* [Stored records]:
^^^^^^^^^^^^^^^^

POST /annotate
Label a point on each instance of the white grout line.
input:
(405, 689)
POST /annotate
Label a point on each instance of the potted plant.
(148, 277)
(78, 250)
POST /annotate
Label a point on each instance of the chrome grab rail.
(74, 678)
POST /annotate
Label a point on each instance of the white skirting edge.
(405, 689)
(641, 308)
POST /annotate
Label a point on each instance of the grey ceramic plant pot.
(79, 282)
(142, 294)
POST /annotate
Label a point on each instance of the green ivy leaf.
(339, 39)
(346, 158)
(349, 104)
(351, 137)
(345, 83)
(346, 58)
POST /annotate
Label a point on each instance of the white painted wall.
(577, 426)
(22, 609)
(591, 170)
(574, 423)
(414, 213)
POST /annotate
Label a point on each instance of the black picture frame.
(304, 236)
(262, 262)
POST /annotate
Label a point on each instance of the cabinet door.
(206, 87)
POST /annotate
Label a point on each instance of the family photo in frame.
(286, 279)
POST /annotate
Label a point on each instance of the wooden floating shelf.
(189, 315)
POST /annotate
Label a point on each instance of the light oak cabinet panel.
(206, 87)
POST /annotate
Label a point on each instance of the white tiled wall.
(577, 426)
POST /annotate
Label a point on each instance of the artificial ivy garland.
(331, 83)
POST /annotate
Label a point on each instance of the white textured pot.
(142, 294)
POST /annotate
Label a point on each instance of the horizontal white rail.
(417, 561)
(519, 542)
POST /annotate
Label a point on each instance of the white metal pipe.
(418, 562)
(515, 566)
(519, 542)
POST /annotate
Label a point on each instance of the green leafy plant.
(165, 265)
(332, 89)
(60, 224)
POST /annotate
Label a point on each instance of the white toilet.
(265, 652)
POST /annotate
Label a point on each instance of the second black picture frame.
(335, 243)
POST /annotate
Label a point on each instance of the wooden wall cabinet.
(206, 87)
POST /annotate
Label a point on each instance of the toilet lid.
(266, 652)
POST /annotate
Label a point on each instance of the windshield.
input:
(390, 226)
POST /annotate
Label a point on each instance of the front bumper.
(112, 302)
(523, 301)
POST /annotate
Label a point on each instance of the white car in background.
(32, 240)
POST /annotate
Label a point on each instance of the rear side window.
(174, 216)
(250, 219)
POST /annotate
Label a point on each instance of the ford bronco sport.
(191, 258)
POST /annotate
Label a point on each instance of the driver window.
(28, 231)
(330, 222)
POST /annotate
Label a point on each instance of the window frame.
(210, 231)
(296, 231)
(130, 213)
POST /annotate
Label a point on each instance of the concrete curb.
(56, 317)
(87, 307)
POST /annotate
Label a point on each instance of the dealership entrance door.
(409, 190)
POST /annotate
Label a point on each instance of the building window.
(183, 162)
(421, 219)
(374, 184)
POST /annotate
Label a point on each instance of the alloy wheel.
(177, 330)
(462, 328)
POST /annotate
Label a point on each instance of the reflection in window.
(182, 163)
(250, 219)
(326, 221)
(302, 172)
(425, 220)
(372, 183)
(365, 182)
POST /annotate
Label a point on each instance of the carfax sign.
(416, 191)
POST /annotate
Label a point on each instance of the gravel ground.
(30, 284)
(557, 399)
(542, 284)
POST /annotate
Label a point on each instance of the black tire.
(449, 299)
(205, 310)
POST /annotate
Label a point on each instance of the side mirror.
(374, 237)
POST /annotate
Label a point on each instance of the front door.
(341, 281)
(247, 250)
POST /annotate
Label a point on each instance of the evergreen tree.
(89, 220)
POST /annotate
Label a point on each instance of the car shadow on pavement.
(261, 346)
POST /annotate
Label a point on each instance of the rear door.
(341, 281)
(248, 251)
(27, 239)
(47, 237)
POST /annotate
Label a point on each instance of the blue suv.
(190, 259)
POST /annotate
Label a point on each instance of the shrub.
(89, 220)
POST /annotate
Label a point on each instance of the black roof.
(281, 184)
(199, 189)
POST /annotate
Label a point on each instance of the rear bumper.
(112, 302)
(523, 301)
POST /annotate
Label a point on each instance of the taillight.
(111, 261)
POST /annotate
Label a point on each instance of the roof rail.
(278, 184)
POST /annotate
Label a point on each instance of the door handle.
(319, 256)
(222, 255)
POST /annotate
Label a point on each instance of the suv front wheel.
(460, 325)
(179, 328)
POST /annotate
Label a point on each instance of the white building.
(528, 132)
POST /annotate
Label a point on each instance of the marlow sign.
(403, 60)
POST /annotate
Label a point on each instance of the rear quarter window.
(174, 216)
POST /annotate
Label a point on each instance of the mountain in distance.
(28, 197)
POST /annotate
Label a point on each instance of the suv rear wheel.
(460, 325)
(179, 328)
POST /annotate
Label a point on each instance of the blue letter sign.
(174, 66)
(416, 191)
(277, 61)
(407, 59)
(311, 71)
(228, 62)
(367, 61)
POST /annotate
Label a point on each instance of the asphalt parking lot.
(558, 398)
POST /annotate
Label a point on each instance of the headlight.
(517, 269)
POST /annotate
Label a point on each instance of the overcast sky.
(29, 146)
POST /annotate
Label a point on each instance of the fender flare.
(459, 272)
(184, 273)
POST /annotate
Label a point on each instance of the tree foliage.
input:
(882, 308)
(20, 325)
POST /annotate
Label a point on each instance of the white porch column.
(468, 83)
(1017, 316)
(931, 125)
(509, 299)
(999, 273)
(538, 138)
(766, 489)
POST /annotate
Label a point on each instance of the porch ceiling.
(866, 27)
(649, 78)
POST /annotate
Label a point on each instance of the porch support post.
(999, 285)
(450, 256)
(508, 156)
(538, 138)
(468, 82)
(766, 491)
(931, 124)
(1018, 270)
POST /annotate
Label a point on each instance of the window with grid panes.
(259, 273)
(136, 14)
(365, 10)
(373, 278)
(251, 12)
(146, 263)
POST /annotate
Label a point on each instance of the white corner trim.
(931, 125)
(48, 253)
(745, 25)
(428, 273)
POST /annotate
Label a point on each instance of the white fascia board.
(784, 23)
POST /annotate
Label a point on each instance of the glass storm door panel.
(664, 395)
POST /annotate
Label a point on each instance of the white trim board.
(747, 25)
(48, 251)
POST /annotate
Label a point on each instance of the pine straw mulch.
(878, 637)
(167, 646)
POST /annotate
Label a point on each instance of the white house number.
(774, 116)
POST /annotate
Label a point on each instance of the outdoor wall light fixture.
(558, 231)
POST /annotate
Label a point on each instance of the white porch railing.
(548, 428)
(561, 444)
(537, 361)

^^^^^^^^^^^^^^^^

* [What is needed]: From the line that contains "Label a point on each instance of the outdoor" to the last line of the data, write out each line exactly and add nothing.

* [Task response]:
Label a point on each instance of the outdoor wall light fixture.
(558, 231)
POST /annotate
Label a point on each instance of the white porch railing.
(548, 428)
(561, 444)
(537, 361)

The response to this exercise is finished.